Work item
Lines from the line with "point: the orange" to the line with "point: the man with" in the entries below, and only those, must be output exactly, with both ends included.

Referring expression pointing data:
=== Begin Enclosure ===

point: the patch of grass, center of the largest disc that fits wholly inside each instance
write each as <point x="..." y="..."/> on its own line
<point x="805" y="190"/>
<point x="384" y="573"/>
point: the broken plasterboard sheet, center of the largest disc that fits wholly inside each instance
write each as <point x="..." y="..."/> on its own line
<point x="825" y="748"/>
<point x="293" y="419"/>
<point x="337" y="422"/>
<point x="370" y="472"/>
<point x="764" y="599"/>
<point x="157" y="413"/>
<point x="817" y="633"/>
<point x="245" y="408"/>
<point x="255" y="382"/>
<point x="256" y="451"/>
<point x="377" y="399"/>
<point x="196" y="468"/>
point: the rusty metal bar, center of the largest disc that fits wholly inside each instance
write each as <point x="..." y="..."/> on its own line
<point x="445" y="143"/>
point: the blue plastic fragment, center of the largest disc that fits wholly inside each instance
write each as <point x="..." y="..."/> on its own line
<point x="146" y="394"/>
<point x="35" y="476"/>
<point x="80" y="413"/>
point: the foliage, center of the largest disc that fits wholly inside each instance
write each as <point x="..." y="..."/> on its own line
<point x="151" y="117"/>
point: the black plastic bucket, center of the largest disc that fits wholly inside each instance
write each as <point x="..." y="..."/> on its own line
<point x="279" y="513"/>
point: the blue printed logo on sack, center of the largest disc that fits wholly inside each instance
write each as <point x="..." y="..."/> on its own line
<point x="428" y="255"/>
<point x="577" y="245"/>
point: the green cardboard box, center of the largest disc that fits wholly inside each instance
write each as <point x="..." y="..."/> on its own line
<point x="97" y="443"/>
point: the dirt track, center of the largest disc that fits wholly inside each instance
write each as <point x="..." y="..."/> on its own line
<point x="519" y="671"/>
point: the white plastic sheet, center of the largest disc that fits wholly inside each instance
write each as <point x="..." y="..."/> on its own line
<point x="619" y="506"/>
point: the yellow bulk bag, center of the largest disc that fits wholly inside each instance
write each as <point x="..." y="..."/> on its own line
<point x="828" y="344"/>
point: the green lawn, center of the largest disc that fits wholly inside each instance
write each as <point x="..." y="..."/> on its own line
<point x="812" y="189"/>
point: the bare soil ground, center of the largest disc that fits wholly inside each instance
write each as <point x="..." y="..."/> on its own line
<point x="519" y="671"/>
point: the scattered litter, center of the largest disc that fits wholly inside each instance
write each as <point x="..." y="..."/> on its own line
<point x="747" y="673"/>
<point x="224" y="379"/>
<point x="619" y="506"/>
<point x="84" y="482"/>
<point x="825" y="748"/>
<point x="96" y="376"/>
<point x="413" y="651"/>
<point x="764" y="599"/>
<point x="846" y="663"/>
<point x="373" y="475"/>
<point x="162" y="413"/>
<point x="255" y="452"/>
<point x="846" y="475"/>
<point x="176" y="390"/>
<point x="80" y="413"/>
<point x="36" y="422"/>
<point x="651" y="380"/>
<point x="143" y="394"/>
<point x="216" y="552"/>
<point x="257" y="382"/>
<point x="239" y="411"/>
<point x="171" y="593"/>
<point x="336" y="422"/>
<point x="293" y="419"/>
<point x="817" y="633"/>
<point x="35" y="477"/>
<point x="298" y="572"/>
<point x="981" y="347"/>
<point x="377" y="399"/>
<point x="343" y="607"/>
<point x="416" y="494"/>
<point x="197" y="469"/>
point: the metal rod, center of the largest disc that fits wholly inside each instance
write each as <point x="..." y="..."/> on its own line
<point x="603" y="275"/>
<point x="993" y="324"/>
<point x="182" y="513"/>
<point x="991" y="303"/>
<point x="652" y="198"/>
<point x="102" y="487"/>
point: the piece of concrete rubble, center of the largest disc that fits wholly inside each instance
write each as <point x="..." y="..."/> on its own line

=== End Enclosure ===
=== Begin Enclosure ===

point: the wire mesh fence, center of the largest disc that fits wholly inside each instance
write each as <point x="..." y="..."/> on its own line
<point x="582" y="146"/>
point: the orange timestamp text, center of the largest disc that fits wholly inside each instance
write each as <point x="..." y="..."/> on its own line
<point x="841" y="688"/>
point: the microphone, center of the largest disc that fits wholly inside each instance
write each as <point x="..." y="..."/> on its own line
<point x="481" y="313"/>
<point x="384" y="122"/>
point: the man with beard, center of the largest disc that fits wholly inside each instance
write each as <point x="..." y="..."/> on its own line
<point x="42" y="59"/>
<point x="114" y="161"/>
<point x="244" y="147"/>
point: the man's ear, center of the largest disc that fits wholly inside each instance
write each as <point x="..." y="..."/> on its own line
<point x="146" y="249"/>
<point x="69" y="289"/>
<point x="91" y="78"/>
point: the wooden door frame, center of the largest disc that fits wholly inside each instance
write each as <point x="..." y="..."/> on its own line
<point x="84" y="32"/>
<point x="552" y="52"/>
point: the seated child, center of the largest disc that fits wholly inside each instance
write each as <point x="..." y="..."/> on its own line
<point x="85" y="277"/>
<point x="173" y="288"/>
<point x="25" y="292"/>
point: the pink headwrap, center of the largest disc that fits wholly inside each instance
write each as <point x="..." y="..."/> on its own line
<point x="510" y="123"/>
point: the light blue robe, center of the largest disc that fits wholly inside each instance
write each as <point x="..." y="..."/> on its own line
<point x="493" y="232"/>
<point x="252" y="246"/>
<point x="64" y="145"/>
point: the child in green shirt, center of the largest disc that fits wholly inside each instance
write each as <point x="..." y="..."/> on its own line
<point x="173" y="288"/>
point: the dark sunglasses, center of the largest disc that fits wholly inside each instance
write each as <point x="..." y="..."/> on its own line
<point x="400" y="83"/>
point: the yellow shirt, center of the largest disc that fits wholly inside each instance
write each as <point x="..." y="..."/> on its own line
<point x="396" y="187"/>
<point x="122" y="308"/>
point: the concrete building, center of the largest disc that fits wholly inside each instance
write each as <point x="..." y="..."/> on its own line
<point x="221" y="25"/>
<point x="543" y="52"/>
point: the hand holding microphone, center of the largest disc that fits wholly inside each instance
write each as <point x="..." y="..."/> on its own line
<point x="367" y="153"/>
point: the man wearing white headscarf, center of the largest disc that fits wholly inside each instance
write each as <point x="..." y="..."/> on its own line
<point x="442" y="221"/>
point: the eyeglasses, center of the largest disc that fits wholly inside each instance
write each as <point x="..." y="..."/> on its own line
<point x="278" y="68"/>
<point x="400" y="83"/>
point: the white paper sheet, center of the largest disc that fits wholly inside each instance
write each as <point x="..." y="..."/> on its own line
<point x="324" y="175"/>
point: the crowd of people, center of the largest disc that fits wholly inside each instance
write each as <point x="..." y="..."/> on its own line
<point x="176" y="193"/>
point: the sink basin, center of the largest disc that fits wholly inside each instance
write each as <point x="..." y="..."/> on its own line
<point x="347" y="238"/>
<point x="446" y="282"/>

=== End Enclosure ===

Task result
point: the orange timestamp text, center of the largest disc that fits wholly inside each instance
write each as <point x="..." y="..."/> on its own line
<point x="841" y="688"/>
point: the microphone, center of the largest disc that fits wholly inside each instance
write each as <point x="..." y="..."/> on its own line
<point x="481" y="313"/>
<point x="384" y="122"/>
point: the man with beard, center of the largest disc that fits wholly inside each instance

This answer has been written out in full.